= Excerpted passage =
○ ○ ○ ○ ○ ○ ○
I can tell you what WE did… Used three tow trucks, brought in a replacement car from Vegas, drove through the night, left a Ferrari in Reno, and took part in a story worth more than any tow bill (or three).

Five of us headed to Tahoe on a Friday morning with high hopes, three Italian cars (Ferrari 355, Ferrari 550, Lambo Countach)and one German (BMW Z8). I was riding shotgun in the 355 as my Pantera is too loud, stiff and thirsty for an 1,100 mile trip.

WE LOSE CAR ONE.
We hit Beatty, Nevada in the early afternoon, fueled up and tore out of town. After passing 30 mile markers and two brothels, the “slow down” light on the dash of the 550 started blinking. Surprisingly, this light doesn’t come on when you are going too fast, but rather, when something is too hot. We pulled off to the side of the road, found the problem (overheated cat) to be too risky to proceed, called Vegas for a tow truck and turned back toward Beatty.

Don, the driver of the 550, graciously said, “Go on without me.” Ridiculous. I came on this trip to be with friends, not to worry about hotel reservations in Mammoth. Everyone else agreed.

WE LOSE CAR TWO.
Two hours later, we loaded the 550 on the tow truck, topped off the remaining three cars and tore out of town. Again. After passing 30 mile markers, two brothels and a cell tower, the Countach started to run hot. The Countach doesn’t have a “slow down” light, you have to keep your eyes on the gauges (and pay attention to funny smells, like coolant). Rather than take a chance, we turned around, called Vegas for another tow truck and headed back to Beatty… Again.

Now things get tricky, because we had more humans than car seats. Gary, not wanting to be the boat anchor, said “Go on without me.” No way. This was just getting interesting. There had to be a way. Rental car? Nope. Not in Beatty.

CHICKS ARE SMART.
Then, we came up with an idea… One of our wives could drive a car up from Vegas, and ride back with the tow truck and broken Countach. Brilliant! But, would any of our wives be willing to do it? Luckily, our wives are smarter than us; they arranged to have the tow truck bring one of their cars to Beatty and return with the Lambo sans-wifey. We felt stupid, and blamed it on the heat.
○ ○ ○ ○ ○ ○ ○
= Records supplied =
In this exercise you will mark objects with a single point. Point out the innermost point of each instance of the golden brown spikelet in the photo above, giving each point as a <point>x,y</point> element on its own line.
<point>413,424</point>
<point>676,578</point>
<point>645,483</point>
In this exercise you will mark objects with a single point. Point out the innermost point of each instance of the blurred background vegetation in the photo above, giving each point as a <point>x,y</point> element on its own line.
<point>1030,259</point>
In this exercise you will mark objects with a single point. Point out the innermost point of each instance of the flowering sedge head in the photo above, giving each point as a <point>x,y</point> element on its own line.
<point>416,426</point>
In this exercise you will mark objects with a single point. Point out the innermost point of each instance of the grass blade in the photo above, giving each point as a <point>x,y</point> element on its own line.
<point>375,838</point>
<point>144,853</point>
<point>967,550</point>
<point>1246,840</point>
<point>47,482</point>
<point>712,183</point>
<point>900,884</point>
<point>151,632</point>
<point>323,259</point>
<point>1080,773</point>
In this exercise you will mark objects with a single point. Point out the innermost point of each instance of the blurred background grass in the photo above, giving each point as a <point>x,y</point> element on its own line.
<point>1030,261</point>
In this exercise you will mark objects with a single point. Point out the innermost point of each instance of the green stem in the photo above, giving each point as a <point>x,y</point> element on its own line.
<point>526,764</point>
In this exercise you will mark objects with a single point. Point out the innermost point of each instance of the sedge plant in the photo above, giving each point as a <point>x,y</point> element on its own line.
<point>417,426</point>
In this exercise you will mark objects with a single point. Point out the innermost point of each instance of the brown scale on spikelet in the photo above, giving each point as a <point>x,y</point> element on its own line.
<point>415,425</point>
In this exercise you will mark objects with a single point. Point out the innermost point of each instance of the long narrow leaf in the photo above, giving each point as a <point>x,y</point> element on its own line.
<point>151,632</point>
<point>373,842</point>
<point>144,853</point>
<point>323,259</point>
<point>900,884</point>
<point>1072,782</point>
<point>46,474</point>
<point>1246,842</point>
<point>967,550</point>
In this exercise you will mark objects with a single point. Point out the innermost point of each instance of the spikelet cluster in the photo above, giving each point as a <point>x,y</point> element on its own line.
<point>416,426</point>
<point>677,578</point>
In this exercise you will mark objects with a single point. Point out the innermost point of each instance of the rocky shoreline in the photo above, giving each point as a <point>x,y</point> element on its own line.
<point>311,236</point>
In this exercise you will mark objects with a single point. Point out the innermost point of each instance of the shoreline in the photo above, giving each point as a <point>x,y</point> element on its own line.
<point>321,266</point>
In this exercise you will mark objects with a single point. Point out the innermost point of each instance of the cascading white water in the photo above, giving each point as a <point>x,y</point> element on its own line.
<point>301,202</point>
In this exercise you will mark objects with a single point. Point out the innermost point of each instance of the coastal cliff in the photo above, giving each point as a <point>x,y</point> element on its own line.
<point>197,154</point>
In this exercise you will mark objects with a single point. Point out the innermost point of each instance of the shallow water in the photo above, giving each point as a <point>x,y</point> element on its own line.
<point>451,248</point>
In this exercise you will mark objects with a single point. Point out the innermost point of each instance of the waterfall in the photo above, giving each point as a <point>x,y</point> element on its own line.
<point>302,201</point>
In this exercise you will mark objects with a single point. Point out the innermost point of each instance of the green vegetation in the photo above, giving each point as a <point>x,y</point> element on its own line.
○ ○ ○ ○ ○ ○ ○
= Given request 1 =
Answer these about the road-trip story:
(a) Which car was the narrator riding in?
(b) What problem made it too risky for the 550 to keep going?
(c) What name is given for the driver of the 550?
= Given request 2 =
Rewrite the road-trip story starting at "WE LOSE CAR ONE." and ending at "LOSE CAR TWO.", putting "billboards" everywhere "brothels" appears.
The lines are material of their own and have no connection to the road-trip story.

= Correct answer 1 =
(a) The Ferrari 355.
(b) An overheated cat.
(c) Don.

= Correct answer 2 =
WE LOSE CAR ONE.
We hit Beatty, Nevada in the early afternoon, fueled up and tore out of town. After passing 30 mile markers and two billboards, the “slow down” light on the dash of the 550 started blinking. Surprisingly, this light doesn’t come on when you are going too fast, but rather, when something is too hot. We pulled off to the side of the road, found the problem (overheated cat) to be too risky to proceed, called Vegas for a tow truck and turned back toward Beatty.

Don, the driver of the 550, graciously said, “Go on without me.” Ridiculous. I came on this trip to be with friends, not to worry about hotel reservations in Mammoth. Everyone else agreed.

WE LOSE CAR TWO.